* **Supplied records**:
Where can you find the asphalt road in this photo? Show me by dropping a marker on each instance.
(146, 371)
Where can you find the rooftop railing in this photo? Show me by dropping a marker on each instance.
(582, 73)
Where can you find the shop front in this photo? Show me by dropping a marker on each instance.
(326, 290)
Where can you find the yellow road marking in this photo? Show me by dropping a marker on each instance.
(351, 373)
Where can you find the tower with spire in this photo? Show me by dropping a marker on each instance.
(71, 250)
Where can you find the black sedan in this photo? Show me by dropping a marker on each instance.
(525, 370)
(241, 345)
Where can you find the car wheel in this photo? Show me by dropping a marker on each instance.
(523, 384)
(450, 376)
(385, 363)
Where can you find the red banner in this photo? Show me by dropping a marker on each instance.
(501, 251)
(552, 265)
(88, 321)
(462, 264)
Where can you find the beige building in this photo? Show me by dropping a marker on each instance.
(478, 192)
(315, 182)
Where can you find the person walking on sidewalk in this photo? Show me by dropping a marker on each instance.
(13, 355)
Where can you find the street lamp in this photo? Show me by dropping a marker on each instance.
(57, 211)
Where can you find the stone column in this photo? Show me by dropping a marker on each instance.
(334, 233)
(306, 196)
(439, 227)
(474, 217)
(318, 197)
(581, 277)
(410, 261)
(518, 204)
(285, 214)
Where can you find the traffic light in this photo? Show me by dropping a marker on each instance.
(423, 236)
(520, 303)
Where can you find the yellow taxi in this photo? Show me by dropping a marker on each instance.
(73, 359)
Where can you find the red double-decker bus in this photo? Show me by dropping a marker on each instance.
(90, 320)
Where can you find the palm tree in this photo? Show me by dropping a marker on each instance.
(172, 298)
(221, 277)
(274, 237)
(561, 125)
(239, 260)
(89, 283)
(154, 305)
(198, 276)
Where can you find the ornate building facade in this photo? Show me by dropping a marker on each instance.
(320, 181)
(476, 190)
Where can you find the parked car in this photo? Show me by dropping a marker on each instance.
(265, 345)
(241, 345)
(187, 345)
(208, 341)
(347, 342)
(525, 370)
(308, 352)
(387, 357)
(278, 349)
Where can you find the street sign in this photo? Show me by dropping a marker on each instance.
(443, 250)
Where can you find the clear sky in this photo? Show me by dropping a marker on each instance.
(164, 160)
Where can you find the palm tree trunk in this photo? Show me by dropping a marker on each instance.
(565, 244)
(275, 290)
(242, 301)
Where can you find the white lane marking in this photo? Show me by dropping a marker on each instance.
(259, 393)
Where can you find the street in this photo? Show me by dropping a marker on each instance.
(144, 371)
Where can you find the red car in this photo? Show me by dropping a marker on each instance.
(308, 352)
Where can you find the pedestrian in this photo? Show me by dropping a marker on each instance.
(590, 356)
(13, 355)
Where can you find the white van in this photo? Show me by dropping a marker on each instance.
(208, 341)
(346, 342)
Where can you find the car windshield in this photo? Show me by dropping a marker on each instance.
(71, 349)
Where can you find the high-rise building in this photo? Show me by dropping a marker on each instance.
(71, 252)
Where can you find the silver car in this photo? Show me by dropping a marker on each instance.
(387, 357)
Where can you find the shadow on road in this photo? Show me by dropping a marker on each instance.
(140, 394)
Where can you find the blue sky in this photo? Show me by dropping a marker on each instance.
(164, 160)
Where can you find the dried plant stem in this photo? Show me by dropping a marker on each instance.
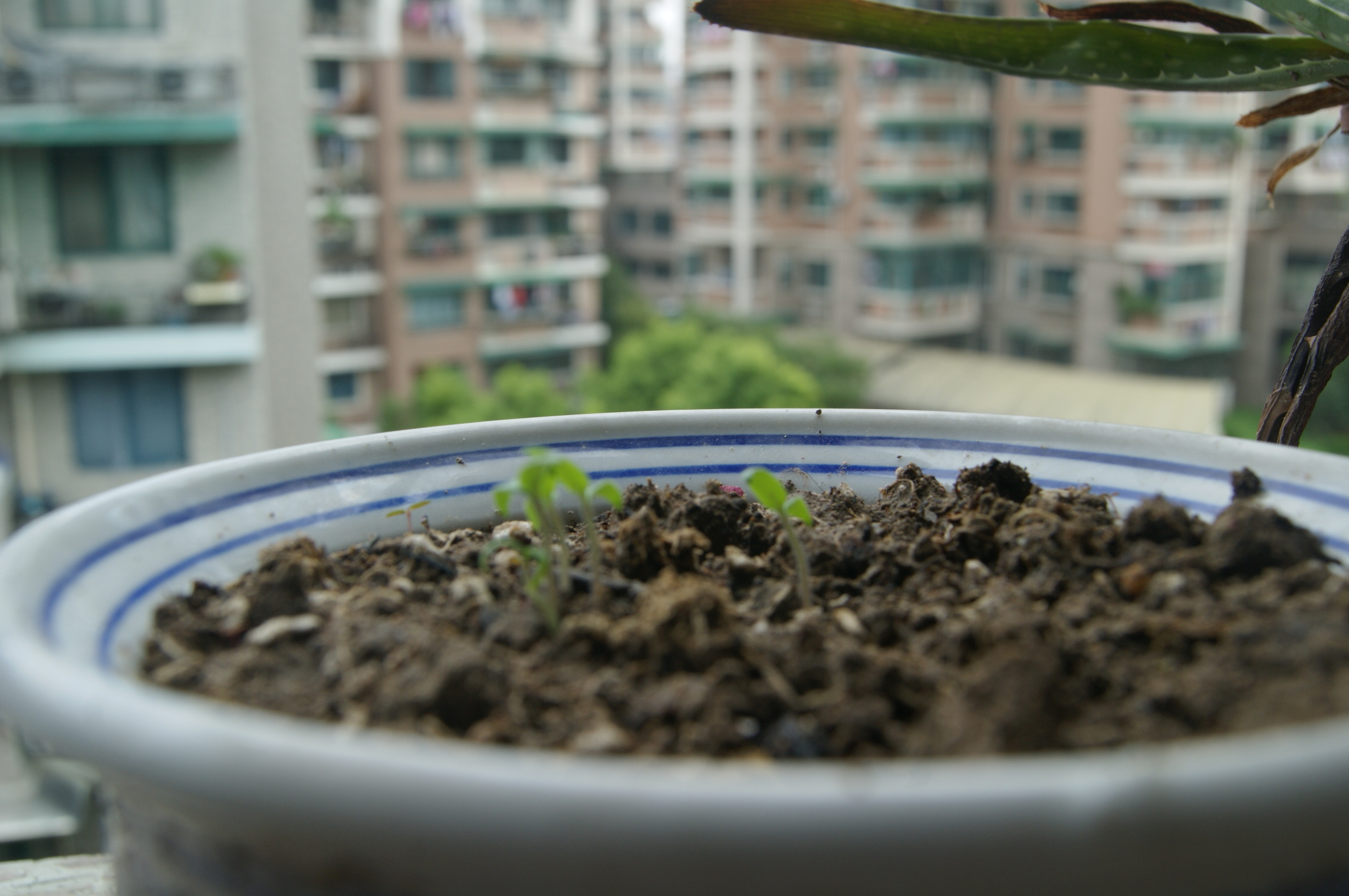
(1322, 343)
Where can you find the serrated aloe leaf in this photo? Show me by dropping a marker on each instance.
(1327, 22)
(1111, 53)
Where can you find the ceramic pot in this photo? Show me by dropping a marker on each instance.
(224, 799)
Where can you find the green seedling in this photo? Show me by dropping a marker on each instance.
(408, 510)
(536, 482)
(539, 586)
(774, 496)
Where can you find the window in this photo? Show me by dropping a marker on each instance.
(433, 157)
(432, 234)
(1027, 202)
(710, 193)
(1062, 206)
(99, 14)
(1027, 150)
(342, 386)
(508, 225)
(818, 197)
(558, 222)
(328, 76)
(435, 307)
(429, 78)
(127, 417)
(818, 139)
(1058, 284)
(1066, 141)
(558, 149)
(113, 199)
(937, 268)
(956, 137)
(506, 150)
(1182, 284)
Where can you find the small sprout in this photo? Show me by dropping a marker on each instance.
(544, 599)
(774, 496)
(579, 483)
(536, 482)
(408, 510)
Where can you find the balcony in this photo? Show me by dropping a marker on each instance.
(72, 101)
(130, 348)
(896, 165)
(539, 38)
(919, 315)
(1174, 235)
(568, 257)
(542, 342)
(1179, 331)
(887, 223)
(1178, 172)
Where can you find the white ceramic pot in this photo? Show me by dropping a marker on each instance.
(224, 799)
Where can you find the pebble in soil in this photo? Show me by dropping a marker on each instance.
(993, 618)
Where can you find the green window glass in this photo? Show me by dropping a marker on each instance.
(113, 199)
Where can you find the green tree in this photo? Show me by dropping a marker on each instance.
(685, 365)
(521, 392)
(444, 396)
(729, 371)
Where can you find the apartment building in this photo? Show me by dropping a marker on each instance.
(154, 266)
(641, 151)
(346, 42)
(837, 187)
(485, 150)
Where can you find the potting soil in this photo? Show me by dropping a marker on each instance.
(995, 618)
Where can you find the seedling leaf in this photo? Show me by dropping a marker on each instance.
(572, 477)
(609, 492)
(766, 487)
(1111, 53)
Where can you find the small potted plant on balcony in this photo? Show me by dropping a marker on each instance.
(226, 799)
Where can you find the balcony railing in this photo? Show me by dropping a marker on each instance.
(100, 85)
(54, 309)
(940, 220)
(537, 250)
(1178, 229)
(1179, 162)
(904, 315)
(351, 22)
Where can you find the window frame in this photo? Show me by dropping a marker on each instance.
(113, 230)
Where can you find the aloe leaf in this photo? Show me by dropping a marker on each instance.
(1111, 53)
(1328, 22)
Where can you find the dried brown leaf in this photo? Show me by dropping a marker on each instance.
(1294, 160)
(1299, 104)
(1156, 11)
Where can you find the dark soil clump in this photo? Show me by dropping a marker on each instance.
(996, 618)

* **Short exercise**: Copy word for word every line between the one holding "Where can you find the red car" and the one holding "(1182, 284)", inclusive, and leave the pictures out.

* **Exercise solution**:
Where can you find the red car in this photo? Show me by dropping a marker on each instance.
(308, 352)
Where can you find the pedestrian in this photo? Show me by dropping a marker on each instance.
(590, 356)
(13, 355)
Where can you find the white van in this photo? Show me by dropping a marker on each instance.
(208, 341)
(346, 342)
Where can you find the car windshield in this photo? Show me by dropping a marker on each instance.
(71, 349)
Where can you find the high-rise building in this photo? Show me by dropping a marker on each instance.
(71, 252)
Where can you find the silver car in this photo? Show me by dropping a marker on each instance.
(387, 357)
Where can you find the shadow on road in this photo? Show me by dropping a marker on each instance.
(140, 394)
Where can you find the blue sky in this photo? Show me by dropping a marker on each instance.
(164, 160)
Where can you find the dried plant stem in this photo? Show me by dropping a marker on each instance.
(1322, 343)
Where can you find the serrated aloe leaf in this photo? Show me by dropping a marker on each instance.
(1327, 22)
(1111, 53)
Where can you find the ceramic pot in this photo? Show me by dropping a marker on each instance.
(224, 799)
Where can you find the green seedling in this photo? Show me by dropping a marker on each instance.
(408, 510)
(536, 482)
(539, 586)
(774, 496)
Where can you find the window in this photo? Show me by dropping a marker on each instance.
(433, 157)
(432, 234)
(1027, 202)
(710, 193)
(1062, 206)
(99, 14)
(1027, 150)
(342, 386)
(508, 225)
(818, 197)
(558, 222)
(328, 76)
(435, 307)
(429, 78)
(127, 417)
(818, 139)
(1058, 284)
(1066, 141)
(558, 149)
(113, 199)
(937, 268)
(956, 137)
(506, 150)
(1182, 284)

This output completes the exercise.